# TEXT BLOCK start
= Britons in Bangladesh =

Ethnic group

The British diaspora in Bangladesh has historically played a significant role due to the impacts of British colonialism.

== History ==

===Pre-colonial era===

Britons first started emigrating to Bengal in what is now Bangladesh in the 17th century. The vast majority of emigrants from Britain were affiliated with the East India Company (EIC), an English chartered company formed in 1600 to trade with the East Indies. However, prior to the mid-18th century, the British community in Bengal was very small; prior to 1757, there were likely less than 200 Britons in the entire region. Some were EIC employees who worked in the Company's factories in Bengal, while others lived in Calcutta. During the early 18th century, EIC employees were known for engaging in brawls and using foul language. Though this attracted negative comments from Bengalis, Britons residing in Bengal in turn viewed local rulers as despotic and corrupt.
# TEXT BLOCK end
# INFORMATION GIVEN start
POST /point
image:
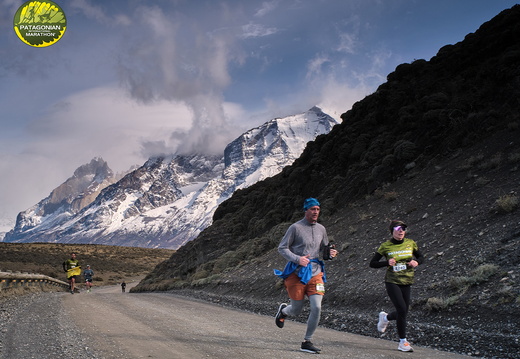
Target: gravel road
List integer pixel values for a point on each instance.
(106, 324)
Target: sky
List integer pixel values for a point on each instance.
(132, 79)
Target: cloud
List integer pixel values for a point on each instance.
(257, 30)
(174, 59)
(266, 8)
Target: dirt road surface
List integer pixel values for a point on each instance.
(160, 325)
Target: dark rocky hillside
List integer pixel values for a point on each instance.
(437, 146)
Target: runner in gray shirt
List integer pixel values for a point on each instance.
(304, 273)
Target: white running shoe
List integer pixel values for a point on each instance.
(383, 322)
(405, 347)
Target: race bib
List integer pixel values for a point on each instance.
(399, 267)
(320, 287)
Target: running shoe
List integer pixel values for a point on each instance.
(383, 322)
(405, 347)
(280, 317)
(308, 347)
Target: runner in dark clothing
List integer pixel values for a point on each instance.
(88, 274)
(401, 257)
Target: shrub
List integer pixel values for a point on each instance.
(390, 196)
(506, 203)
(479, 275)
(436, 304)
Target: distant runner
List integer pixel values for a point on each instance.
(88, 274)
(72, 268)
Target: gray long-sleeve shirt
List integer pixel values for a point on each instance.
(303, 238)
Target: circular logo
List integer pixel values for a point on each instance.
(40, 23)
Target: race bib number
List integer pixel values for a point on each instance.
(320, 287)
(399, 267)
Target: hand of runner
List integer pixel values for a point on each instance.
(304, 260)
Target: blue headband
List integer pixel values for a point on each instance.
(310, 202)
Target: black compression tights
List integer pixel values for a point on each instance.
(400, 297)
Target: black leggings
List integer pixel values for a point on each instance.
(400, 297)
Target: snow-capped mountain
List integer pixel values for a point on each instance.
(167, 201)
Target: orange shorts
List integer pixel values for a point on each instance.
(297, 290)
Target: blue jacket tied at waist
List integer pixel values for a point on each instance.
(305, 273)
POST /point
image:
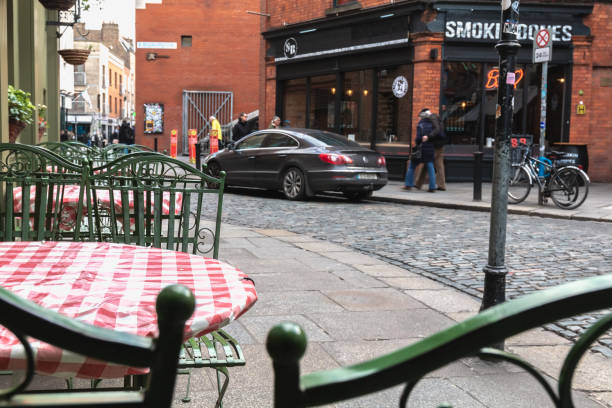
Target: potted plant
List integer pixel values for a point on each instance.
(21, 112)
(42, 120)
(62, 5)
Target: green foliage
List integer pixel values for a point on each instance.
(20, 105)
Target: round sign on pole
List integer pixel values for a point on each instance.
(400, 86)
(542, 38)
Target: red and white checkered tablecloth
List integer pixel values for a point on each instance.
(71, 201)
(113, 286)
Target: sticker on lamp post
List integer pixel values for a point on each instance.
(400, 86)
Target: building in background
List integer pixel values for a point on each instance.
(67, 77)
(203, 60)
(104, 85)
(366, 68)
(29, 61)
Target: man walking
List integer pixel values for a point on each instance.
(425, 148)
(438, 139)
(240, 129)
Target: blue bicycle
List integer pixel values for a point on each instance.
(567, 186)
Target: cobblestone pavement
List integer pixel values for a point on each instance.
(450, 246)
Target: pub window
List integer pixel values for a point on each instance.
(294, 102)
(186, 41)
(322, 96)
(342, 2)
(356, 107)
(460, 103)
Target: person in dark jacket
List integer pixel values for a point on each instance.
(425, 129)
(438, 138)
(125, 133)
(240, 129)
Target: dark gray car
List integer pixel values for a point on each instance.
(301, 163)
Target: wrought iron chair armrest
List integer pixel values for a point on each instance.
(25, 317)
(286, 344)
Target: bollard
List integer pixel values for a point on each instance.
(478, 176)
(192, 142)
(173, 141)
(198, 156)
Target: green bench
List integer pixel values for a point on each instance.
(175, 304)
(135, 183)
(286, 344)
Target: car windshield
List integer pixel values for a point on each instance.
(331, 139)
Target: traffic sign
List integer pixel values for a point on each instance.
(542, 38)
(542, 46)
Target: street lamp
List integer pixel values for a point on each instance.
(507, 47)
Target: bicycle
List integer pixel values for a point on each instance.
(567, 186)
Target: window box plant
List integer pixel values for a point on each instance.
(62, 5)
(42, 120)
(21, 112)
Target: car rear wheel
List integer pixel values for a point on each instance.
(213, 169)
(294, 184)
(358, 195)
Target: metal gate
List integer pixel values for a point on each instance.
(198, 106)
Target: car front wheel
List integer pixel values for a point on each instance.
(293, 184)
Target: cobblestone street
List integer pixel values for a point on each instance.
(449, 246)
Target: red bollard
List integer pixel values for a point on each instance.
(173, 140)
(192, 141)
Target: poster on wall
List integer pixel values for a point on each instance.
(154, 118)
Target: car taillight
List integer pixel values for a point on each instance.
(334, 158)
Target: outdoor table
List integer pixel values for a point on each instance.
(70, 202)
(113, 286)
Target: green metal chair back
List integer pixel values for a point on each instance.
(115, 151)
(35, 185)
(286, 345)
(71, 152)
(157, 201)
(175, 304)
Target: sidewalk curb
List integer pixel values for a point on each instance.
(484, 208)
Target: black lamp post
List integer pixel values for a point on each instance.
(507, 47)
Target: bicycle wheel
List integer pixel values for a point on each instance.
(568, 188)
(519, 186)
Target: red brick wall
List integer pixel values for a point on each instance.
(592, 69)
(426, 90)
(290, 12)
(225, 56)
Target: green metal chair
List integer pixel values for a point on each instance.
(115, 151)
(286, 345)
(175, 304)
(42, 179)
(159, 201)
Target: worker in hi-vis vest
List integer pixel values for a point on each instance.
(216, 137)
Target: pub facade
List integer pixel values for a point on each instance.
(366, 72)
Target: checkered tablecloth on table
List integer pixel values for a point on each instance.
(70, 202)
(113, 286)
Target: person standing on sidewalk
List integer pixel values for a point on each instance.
# INFORMATION GIVEN end
### SET TASKS
[A] Please quote the article on Britons in Bangladesh, everything from "Britons first started" down to "despotic and corrupt.".
[B] Answer these questions from the article on Britons in Bangladesh:
(i) In which century did Britons first start emigrating to Bengal?
(ii) In what year was the East India Company formed?
(iii) How did Britons residing in Bengal view local rulers?
[C] Continue the article on Britons in Bangladesh from its last sentence.

### RESPONSES IN ORDER
[A]
Britons first started emigrating to Bengal in what is now Bangladesh in the 17th century. The vast majority of emigrants from Britain were affiliated with the East India Company (EIC), an English chartered company formed in 1600 to trade with the East Indies. However, prior to the mid-18th century, the British community in Bengal was very small; prior to 1757, there were likely less than 200 Britons in the entire region. Some were EIC employees who worked in the Company's factories in Bengal, while others lived in Calcutta. During the early 18th century, EIC employees were known for engaging in brawls and using foul language. Though this attracted negative comments from Bengalis, Britons residing in Bengal in turn viewed local rulers as despotic and corrupt.

[B]
(i) The 17th century.
(ii) 1600.
(iii) As despotic and corrupt.

[C]
===Colonial era===

One writer claimed that in the first decades after 1757, the British community in Bengal transformed from "pettifogging traders quarreling over their seats in church... into imperialist swashbucklers and large scale extortionists" as a result of the EIC's rapid conquest of the region From the mid-18th century onwards, an increasing number of British women emigrated to Bengal, which had the effect of reducing relationships between British men and local women.

===Contemporary era===

There have been concerns around Islamism being imported into Bangladesh through the return migration of British Bangladeshis.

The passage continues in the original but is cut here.